#### ABOUT THIS TASK
The answer must consist of every line in the data below that holds the word "spiny".

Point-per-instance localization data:
┌────────

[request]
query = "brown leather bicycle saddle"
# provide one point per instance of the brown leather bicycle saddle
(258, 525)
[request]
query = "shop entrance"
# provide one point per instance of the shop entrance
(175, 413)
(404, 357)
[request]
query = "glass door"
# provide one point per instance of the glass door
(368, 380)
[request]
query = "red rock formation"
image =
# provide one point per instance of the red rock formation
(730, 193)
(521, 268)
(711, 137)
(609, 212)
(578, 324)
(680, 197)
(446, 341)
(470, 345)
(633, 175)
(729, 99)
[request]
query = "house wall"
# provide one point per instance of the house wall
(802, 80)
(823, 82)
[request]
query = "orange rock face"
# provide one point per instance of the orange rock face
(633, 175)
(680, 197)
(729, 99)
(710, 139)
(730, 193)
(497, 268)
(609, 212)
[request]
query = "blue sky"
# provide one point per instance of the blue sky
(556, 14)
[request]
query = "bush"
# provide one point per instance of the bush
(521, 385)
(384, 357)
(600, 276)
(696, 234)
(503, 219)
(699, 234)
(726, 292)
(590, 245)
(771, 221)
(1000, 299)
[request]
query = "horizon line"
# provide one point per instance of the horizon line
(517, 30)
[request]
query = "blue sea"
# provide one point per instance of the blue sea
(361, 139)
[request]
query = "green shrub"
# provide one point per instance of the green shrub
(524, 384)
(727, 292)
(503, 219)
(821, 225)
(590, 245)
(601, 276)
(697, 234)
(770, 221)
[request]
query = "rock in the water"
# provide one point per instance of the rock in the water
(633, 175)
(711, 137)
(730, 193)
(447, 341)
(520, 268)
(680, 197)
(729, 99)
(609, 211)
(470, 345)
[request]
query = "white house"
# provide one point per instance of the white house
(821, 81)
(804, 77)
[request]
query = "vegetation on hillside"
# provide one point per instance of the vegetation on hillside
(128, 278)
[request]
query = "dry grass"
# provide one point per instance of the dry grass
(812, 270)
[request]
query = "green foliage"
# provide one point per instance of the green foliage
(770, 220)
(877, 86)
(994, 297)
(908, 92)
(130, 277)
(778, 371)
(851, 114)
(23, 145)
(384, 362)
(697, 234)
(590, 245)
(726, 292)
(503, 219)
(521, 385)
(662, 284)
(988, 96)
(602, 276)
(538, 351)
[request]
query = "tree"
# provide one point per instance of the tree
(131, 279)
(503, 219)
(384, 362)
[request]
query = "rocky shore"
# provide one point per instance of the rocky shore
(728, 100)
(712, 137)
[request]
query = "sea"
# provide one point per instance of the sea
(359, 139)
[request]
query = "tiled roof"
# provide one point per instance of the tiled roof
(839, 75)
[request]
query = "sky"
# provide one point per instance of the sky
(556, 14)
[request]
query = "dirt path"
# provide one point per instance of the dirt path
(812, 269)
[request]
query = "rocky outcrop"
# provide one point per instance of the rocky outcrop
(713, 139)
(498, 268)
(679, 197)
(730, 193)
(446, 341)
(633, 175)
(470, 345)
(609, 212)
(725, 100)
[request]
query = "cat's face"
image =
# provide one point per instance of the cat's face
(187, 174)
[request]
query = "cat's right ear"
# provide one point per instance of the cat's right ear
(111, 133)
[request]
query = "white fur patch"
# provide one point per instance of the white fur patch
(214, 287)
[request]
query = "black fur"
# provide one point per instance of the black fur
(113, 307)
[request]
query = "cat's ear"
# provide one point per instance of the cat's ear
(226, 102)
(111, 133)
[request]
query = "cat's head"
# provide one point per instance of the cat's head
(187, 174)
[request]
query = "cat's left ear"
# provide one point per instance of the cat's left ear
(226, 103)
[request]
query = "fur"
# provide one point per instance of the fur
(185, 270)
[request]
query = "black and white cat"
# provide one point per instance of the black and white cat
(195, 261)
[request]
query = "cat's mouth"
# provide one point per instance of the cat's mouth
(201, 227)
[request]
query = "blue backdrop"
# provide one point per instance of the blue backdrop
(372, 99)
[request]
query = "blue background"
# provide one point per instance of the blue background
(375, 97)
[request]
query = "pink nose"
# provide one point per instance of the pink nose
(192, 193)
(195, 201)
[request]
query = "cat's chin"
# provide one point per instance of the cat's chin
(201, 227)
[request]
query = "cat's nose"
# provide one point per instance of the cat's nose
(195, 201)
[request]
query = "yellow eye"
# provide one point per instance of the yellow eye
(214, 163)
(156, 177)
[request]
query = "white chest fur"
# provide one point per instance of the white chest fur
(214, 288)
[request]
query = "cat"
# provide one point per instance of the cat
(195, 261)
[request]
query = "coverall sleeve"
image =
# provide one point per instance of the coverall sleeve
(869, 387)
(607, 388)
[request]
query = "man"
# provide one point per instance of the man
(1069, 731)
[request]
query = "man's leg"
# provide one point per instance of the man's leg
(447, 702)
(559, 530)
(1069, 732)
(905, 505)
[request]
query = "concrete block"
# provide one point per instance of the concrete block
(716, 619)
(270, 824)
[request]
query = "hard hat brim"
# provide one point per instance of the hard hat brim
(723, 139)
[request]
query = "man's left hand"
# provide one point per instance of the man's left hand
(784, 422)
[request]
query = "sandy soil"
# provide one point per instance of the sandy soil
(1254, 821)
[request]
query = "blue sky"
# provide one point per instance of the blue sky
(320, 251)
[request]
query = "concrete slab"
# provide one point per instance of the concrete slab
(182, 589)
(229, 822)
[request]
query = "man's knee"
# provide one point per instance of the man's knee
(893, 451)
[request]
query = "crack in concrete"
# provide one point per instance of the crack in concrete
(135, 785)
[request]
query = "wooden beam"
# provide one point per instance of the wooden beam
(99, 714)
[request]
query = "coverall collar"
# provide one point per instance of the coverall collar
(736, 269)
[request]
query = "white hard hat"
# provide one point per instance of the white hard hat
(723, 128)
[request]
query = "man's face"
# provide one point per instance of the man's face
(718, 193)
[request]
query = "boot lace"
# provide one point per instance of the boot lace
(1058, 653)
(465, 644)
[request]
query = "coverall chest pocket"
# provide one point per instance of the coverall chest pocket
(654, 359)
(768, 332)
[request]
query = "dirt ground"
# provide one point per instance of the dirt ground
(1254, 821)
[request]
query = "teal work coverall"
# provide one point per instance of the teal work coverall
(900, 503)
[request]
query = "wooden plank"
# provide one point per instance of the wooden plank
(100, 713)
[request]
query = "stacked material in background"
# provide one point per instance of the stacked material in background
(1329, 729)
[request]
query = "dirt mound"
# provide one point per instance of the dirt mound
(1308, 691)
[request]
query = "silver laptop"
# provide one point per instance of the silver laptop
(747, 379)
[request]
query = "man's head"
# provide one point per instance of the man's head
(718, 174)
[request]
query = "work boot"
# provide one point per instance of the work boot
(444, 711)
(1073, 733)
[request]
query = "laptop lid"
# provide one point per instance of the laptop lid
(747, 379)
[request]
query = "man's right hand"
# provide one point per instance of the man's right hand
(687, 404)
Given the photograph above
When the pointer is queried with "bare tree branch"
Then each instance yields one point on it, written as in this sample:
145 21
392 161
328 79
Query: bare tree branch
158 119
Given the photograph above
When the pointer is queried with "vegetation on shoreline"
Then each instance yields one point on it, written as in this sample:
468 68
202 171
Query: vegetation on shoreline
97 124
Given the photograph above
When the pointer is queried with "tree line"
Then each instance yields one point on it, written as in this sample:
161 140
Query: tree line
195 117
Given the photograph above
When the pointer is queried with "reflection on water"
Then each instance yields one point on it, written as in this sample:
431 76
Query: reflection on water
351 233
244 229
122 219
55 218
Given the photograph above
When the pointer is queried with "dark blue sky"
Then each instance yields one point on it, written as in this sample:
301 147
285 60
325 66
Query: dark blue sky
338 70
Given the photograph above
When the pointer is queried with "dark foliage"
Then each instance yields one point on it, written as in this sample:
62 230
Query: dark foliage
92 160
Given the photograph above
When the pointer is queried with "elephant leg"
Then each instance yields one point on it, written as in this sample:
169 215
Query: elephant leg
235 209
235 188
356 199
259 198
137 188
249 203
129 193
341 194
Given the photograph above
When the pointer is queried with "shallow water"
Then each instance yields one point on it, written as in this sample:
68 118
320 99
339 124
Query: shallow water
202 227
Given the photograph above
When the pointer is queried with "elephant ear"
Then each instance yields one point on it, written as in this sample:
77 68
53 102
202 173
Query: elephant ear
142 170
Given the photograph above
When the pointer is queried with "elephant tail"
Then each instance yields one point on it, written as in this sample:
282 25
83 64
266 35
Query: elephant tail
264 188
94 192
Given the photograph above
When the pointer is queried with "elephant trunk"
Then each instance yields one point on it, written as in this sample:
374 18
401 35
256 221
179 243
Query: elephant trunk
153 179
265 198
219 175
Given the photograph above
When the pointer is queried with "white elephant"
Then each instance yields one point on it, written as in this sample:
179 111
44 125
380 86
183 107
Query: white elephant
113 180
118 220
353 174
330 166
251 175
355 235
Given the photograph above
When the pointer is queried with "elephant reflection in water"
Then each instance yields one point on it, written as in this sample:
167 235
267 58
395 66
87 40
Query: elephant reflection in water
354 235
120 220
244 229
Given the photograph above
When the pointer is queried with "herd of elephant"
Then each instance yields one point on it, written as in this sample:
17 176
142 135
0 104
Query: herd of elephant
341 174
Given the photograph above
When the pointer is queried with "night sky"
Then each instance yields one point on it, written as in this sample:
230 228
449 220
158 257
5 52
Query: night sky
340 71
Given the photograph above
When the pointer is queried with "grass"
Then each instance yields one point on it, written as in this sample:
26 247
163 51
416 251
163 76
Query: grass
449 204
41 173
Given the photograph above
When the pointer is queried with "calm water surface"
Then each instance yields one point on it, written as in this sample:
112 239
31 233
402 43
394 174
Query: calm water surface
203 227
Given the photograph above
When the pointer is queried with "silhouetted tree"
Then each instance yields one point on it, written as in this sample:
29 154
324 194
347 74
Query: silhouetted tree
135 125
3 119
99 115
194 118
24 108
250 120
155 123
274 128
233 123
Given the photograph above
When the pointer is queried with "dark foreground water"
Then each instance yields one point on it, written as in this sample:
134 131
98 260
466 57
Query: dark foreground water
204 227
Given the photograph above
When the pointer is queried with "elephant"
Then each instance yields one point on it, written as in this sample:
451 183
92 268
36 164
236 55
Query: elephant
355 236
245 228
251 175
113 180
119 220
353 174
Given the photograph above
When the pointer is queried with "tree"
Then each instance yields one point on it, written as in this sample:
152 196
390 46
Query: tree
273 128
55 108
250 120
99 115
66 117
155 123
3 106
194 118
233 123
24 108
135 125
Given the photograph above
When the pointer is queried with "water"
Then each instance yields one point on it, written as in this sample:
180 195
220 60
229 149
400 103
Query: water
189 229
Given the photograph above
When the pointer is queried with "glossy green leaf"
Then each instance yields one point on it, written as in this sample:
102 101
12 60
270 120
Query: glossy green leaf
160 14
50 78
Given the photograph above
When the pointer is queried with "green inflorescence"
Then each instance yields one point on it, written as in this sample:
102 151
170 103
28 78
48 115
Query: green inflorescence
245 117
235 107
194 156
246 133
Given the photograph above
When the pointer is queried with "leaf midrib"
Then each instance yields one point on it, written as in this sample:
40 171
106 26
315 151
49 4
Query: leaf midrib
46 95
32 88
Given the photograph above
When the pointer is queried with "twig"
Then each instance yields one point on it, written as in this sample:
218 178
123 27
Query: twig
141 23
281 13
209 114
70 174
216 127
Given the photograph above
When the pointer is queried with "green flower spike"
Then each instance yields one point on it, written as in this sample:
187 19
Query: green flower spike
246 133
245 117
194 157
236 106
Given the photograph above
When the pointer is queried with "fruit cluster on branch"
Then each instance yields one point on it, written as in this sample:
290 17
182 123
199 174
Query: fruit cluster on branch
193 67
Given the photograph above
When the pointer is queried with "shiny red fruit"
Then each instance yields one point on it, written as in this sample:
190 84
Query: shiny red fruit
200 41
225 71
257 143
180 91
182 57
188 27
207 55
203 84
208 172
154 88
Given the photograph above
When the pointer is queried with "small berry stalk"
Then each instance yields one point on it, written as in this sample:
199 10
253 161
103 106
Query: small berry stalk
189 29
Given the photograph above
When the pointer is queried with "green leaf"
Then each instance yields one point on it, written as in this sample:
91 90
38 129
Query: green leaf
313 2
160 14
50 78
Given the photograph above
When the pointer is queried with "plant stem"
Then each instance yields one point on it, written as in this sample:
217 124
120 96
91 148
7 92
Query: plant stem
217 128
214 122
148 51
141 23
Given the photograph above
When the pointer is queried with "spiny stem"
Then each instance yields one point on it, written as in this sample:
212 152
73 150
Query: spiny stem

└────────

#### ANSWER SPACE
When the pointer is queried with "spiny stem"
Query: spiny stem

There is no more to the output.